[A run of records]
■ ■ ■ ■ ■
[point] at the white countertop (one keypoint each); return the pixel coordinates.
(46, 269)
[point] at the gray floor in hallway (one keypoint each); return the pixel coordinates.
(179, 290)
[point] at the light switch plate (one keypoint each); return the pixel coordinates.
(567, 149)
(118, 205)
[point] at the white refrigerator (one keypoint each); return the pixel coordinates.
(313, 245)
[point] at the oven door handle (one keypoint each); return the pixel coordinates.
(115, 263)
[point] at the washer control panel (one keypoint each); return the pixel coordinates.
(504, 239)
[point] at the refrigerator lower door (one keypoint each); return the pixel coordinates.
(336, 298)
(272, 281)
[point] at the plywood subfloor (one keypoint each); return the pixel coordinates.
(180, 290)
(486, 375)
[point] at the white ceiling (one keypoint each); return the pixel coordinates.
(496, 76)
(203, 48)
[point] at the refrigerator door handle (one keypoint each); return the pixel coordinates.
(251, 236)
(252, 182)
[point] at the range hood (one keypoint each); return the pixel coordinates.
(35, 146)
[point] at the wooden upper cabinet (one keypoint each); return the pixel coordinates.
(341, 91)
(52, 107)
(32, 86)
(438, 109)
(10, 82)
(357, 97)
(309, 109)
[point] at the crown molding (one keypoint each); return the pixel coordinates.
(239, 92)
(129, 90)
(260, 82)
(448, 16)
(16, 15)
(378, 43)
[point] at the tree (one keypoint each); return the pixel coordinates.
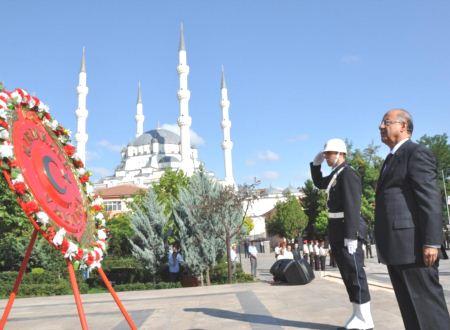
(167, 191)
(147, 244)
(15, 230)
(120, 231)
(439, 146)
(289, 219)
(200, 244)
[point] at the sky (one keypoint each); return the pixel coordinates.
(298, 72)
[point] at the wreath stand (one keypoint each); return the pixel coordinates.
(73, 282)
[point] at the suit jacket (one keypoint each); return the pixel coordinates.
(408, 210)
(344, 196)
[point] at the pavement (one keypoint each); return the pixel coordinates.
(321, 304)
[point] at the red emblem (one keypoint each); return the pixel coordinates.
(46, 170)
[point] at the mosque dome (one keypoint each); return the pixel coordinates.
(163, 136)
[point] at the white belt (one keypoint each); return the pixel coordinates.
(335, 215)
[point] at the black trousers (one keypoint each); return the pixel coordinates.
(420, 296)
(352, 272)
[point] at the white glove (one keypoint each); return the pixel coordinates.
(318, 159)
(351, 245)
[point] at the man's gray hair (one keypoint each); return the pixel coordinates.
(405, 116)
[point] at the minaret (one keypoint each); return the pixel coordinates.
(82, 90)
(227, 144)
(184, 121)
(139, 113)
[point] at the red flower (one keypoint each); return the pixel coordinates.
(90, 259)
(64, 246)
(20, 188)
(84, 178)
(79, 254)
(78, 163)
(30, 207)
(50, 233)
(12, 163)
(69, 149)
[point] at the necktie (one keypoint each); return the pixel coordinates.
(386, 163)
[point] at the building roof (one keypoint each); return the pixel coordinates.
(163, 136)
(121, 191)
■ ■ ■ ■ ■
= TASK OBJECTIVE =
Copy all of the data above word for word, leaving out the pictures.

= OUTPUT FOR THIS TASK =
[point] at the white countertop (one keypoint each); return the pixel coordinates.
(46, 269)
[point] at the gray floor in hallway (one keypoint each); return the pixel coordinates.
(179, 290)
[point] at the light switch plate (one keypoint each); return the pixel coordinates.
(567, 149)
(118, 205)
[point] at the white refrigerator (one keypoint each); return the pixel coordinates.
(313, 245)
[point] at the oven door handle (one keypoint each); return the pixel coordinates.
(115, 263)
[point] at the washer control panel (one keypoint each); return the pixel coordinates.
(504, 239)
[point] at the refrigerator lower door (one keypoint each); return the pixel coordinates.
(336, 298)
(272, 281)
[point] at the plywood subfloor (one keypoint each); return the pixel coordinates.
(180, 290)
(486, 375)
[point] at the white ceiling (one keypoint each); return the pixel coordinates.
(496, 76)
(203, 48)
[point] at the refrigerator door handle (one keypoint each); return the pixel coordinates.
(251, 236)
(252, 182)
[point] at the range hood (one keypoint each); return the pixel coordinates.
(35, 146)
[point] at the wooden upper cabinet (one keypoint each); return the pixel coordinates.
(341, 91)
(52, 107)
(32, 86)
(438, 109)
(10, 82)
(357, 97)
(309, 109)
[point] at the crown molding (one keypoint each); return the pixel coordinates.
(239, 92)
(129, 90)
(260, 82)
(448, 16)
(16, 15)
(378, 43)
[point] at the tree (one keypoint each); return the pixel coordinates.
(167, 191)
(147, 244)
(15, 230)
(120, 231)
(439, 146)
(289, 219)
(200, 244)
[point] at the sky (one keypoint each); return the pixel coordinates.
(298, 72)
[point] at the wreath stand (one keypoint each); return the pixel coordinates.
(73, 282)
[point] at the suit jacket (one keypoint each); return the pixel coordinates.
(408, 210)
(344, 196)
[point] at the pavement (one keypoint each); return the pixel coordinates.
(321, 304)
[point] at the red emblem (one keypoint each); return the pixel coordinates.
(46, 170)
[point] at the mosque dome (one keypoint each); return the pixel coordinates.
(163, 136)
[point] at the white belt (one keypoint each); return the pixel coordinates.
(335, 215)
[point] at the black trousers (one keypoint each); return the pixel coordinates.
(420, 296)
(352, 272)
[point] at the white glove (one keypoint each); return the pixel coordinates.
(318, 159)
(351, 245)
[point] at the man's gray hair (one keypoint each); return the pixel coordinates.
(405, 116)
[point] at the minaret (one keypoint each); return the pixel coordinates.
(82, 90)
(227, 144)
(184, 121)
(139, 113)
[point] at the red flower (one keypoint each); return the pixel coordinates.
(90, 259)
(64, 246)
(20, 188)
(84, 178)
(79, 254)
(78, 163)
(30, 207)
(50, 233)
(12, 163)
(69, 149)
[point] at the necktie (one keypoint each); return the pixel coordinates.
(386, 163)
[point] at the building roof (one keypoint each); return the pixel coordinates.
(163, 136)
(121, 191)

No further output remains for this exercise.